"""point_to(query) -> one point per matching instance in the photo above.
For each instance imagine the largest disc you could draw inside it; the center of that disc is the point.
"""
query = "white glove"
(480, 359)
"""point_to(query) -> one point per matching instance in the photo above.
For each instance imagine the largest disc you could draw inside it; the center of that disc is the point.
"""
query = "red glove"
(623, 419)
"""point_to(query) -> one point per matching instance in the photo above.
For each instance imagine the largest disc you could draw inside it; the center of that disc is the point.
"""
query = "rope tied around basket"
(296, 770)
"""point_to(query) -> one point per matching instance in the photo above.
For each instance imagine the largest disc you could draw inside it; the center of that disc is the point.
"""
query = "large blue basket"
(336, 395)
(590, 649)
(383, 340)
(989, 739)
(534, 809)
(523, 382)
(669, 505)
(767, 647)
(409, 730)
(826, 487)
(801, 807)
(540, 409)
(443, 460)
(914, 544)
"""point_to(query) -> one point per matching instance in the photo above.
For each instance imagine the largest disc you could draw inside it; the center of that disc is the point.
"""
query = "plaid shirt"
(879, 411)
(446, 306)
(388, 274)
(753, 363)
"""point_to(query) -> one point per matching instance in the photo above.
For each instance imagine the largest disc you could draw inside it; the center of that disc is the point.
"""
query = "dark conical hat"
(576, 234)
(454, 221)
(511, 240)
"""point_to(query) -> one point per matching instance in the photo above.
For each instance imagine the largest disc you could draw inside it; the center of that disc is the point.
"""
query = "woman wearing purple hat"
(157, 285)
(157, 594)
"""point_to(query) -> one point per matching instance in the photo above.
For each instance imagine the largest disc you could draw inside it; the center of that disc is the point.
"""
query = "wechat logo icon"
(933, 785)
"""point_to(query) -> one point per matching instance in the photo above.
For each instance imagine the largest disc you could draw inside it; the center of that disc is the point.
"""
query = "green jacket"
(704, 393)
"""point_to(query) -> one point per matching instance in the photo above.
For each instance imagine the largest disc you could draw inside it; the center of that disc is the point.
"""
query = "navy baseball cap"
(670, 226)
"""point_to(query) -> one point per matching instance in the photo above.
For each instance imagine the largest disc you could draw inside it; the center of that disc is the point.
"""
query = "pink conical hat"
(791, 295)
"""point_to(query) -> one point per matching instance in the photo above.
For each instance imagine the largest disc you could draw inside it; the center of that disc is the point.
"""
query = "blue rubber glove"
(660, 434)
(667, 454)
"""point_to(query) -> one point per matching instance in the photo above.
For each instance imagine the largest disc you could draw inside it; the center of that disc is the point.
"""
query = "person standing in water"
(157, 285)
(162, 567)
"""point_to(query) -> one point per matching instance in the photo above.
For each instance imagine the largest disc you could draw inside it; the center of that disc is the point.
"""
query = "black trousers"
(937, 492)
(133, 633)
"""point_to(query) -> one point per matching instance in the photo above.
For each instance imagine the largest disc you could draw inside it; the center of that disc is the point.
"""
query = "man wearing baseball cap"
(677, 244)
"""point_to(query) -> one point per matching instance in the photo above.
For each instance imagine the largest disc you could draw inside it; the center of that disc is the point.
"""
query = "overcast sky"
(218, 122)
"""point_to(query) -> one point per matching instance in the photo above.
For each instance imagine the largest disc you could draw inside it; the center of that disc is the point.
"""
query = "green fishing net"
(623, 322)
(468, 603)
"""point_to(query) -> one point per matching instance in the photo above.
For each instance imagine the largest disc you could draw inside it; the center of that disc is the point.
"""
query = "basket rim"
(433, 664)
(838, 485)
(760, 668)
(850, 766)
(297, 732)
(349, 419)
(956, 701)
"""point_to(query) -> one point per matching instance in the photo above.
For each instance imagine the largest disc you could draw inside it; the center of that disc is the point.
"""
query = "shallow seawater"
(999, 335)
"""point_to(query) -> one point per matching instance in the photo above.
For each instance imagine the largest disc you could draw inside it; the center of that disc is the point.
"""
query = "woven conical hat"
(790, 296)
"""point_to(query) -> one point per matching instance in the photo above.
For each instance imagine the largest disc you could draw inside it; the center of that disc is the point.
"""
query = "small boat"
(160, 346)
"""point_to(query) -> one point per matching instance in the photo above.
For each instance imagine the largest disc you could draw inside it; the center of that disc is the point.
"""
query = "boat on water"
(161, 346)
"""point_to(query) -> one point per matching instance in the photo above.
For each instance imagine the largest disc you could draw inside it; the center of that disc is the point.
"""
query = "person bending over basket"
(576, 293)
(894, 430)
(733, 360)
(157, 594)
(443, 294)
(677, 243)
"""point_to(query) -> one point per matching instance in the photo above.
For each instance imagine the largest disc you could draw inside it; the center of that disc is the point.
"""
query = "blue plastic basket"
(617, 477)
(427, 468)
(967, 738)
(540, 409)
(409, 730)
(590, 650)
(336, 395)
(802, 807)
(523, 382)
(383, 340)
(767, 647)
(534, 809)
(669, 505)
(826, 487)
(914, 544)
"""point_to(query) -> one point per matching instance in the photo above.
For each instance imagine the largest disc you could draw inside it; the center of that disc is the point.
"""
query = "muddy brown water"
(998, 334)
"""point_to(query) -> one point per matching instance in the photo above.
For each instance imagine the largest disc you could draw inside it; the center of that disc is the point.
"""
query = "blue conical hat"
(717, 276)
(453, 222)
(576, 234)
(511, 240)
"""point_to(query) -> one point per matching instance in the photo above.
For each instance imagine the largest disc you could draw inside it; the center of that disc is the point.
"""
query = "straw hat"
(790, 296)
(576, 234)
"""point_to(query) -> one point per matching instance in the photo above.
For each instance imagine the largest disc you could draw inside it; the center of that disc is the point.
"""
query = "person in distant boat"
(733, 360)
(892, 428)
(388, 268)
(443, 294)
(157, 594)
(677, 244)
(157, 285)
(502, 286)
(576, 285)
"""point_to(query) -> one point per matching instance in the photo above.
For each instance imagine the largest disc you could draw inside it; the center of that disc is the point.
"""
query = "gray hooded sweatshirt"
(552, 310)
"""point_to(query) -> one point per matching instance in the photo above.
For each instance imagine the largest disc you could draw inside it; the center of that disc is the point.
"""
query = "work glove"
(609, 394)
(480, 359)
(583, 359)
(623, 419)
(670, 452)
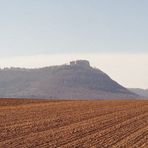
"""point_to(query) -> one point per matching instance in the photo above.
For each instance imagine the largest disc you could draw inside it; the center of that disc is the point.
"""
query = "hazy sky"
(106, 30)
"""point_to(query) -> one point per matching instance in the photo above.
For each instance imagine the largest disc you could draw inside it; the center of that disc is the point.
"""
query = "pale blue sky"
(31, 27)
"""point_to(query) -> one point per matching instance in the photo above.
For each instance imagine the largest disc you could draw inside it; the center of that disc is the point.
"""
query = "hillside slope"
(75, 81)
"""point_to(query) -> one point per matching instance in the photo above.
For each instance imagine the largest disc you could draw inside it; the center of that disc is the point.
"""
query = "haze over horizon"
(112, 35)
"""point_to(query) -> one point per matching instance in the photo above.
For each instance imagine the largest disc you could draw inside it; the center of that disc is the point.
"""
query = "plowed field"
(71, 124)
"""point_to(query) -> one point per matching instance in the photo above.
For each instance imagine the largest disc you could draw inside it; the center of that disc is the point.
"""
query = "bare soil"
(26, 123)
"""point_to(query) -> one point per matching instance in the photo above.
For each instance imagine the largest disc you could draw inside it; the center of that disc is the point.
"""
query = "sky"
(112, 34)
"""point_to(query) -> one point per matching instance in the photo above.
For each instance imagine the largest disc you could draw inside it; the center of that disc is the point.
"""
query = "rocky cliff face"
(75, 81)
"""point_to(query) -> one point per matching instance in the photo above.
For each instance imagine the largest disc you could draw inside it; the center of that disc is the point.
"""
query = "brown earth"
(71, 124)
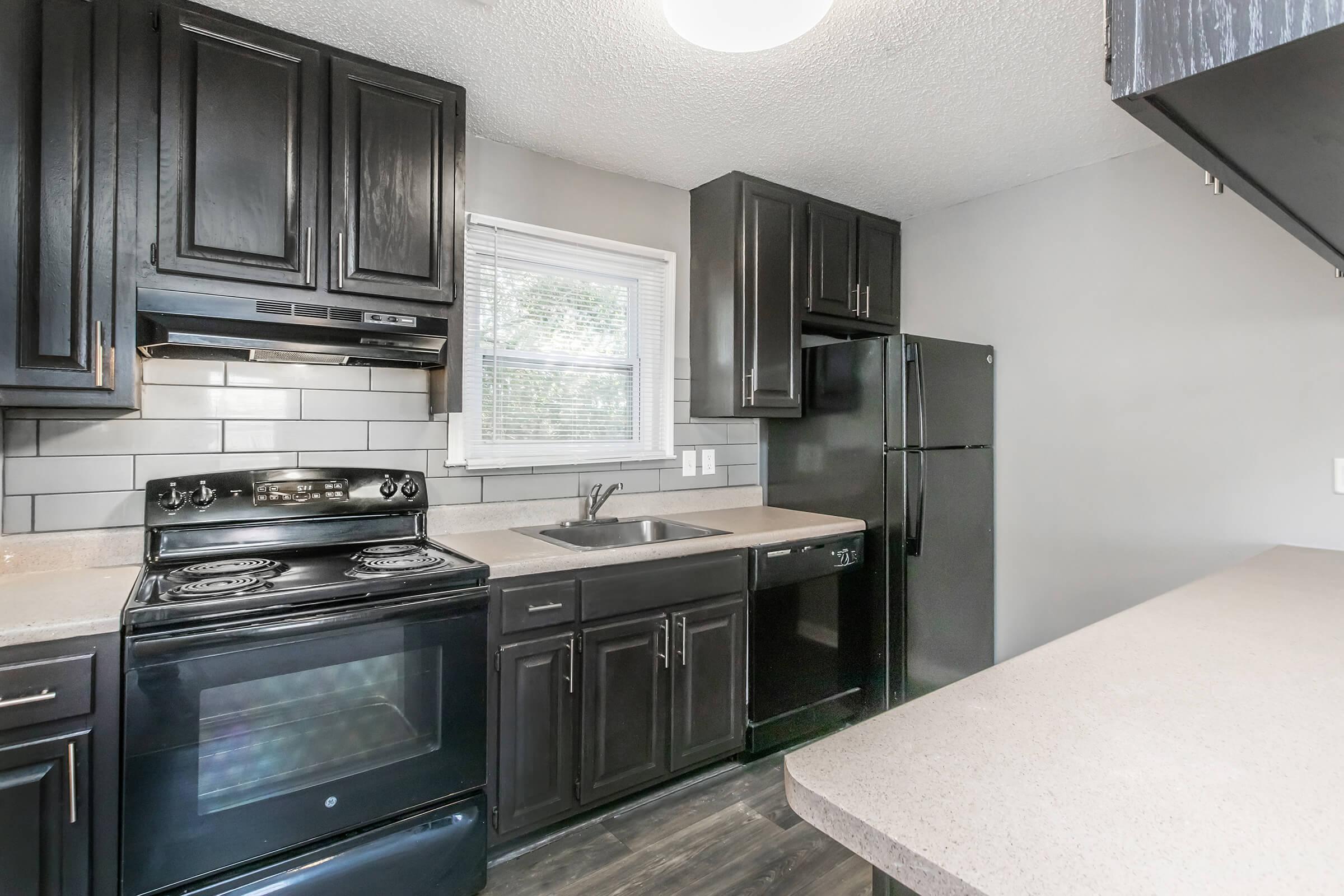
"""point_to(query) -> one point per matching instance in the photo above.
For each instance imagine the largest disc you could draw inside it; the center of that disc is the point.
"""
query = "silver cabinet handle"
(543, 608)
(71, 776)
(572, 665)
(97, 354)
(24, 702)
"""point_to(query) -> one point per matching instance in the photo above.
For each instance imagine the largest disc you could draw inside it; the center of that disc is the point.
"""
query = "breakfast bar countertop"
(1190, 745)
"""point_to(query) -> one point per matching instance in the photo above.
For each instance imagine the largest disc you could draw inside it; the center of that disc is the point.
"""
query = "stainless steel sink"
(619, 534)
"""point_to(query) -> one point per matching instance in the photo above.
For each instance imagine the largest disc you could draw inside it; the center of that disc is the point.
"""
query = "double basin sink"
(617, 534)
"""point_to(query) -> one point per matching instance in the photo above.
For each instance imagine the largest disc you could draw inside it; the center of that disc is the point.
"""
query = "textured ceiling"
(899, 106)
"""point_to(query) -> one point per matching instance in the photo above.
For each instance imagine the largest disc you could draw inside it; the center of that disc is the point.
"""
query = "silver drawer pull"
(545, 608)
(25, 702)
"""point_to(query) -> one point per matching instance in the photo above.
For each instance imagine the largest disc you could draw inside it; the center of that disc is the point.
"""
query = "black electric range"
(304, 689)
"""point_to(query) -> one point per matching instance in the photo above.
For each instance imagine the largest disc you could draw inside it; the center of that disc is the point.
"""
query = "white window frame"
(543, 454)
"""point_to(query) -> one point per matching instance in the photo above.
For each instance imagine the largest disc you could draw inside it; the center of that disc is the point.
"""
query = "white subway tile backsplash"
(382, 460)
(744, 474)
(460, 491)
(129, 437)
(58, 474)
(297, 375)
(701, 433)
(296, 436)
(88, 511)
(333, 405)
(744, 433)
(530, 488)
(160, 466)
(629, 480)
(217, 402)
(179, 372)
(394, 379)
(674, 481)
(731, 454)
(21, 438)
(17, 515)
(395, 435)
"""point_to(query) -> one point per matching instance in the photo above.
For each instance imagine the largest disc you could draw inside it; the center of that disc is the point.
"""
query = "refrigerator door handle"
(914, 527)
(913, 358)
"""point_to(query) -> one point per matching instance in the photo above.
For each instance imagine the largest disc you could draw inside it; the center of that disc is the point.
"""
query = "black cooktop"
(230, 586)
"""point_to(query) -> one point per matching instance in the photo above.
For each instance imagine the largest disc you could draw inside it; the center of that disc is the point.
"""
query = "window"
(568, 348)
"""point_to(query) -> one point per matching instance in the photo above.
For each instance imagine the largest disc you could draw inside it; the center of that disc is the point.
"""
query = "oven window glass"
(272, 736)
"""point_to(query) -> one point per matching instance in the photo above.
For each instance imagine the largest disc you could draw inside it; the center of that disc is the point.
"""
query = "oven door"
(242, 742)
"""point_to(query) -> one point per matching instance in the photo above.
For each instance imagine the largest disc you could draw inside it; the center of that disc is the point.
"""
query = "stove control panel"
(300, 492)
(246, 496)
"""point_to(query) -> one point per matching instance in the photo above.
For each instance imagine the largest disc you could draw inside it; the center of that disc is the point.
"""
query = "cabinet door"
(58, 65)
(773, 287)
(239, 155)
(709, 692)
(45, 817)
(536, 731)
(626, 706)
(394, 178)
(879, 270)
(832, 281)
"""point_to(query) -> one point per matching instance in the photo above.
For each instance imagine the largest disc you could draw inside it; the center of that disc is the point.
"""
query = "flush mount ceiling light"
(744, 26)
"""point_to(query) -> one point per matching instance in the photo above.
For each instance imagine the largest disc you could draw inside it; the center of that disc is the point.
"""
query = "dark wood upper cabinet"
(58, 193)
(879, 270)
(709, 693)
(394, 210)
(45, 817)
(536, 731)
(626, 706)
(832, 278)
(240, 151)
(1252, 93)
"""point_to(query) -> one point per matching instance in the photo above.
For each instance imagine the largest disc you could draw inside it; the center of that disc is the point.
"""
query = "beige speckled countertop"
(510, 554)
(1191, 745)
(49, 606)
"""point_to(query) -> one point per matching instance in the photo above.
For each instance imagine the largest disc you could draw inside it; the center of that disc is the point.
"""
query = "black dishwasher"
(807, 636)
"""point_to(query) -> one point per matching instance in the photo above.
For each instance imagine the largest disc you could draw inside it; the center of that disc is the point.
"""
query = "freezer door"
(942, 394)
(942, 527)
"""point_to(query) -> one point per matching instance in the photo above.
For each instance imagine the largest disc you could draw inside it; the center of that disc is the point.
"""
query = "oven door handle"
(152, 649)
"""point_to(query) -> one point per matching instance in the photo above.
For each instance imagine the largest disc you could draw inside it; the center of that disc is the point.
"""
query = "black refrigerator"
(898, 432)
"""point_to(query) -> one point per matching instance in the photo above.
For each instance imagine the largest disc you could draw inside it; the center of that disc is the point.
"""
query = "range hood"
(179, 324)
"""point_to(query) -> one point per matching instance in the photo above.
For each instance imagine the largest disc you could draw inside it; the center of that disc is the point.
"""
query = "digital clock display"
(301, 492)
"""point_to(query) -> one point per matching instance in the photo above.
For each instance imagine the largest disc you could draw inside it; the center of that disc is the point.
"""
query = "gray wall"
(1170, 382)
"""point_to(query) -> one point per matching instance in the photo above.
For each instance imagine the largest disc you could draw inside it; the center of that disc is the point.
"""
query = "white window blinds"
(568, 348)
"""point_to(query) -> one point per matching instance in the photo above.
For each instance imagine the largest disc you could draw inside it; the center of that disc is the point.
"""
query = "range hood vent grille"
(295, 309)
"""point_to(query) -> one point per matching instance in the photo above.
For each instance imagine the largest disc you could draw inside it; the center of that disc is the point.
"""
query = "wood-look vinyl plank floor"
(729, 836)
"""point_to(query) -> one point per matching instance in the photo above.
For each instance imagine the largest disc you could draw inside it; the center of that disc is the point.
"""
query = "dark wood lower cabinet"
(709, 695)
(45, 819)
(626, 699)
(536, 731)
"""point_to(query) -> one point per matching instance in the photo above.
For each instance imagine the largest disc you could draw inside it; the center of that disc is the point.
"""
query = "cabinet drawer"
(536, 605)
(654, 586)
(45, 689)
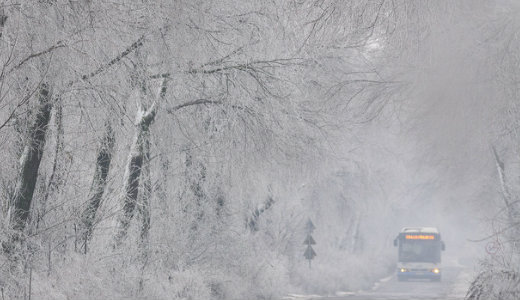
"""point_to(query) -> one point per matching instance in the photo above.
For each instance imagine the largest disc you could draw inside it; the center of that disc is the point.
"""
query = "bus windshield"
(419, 251)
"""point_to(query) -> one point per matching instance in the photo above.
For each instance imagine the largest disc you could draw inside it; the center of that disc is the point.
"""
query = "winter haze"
(282, 149)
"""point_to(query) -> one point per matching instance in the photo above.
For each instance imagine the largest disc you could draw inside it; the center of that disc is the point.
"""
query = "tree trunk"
(3, 19)
(30, 162)
(134, 166)
(99, 182)
(252, 221)
(144, 205)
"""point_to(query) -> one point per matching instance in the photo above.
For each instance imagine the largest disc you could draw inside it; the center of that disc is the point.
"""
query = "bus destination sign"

---

• _Problem details_
Count the lines in the material above that contain the string "wearing", with case counting. Reply with the number alone.

• _Solution below_
2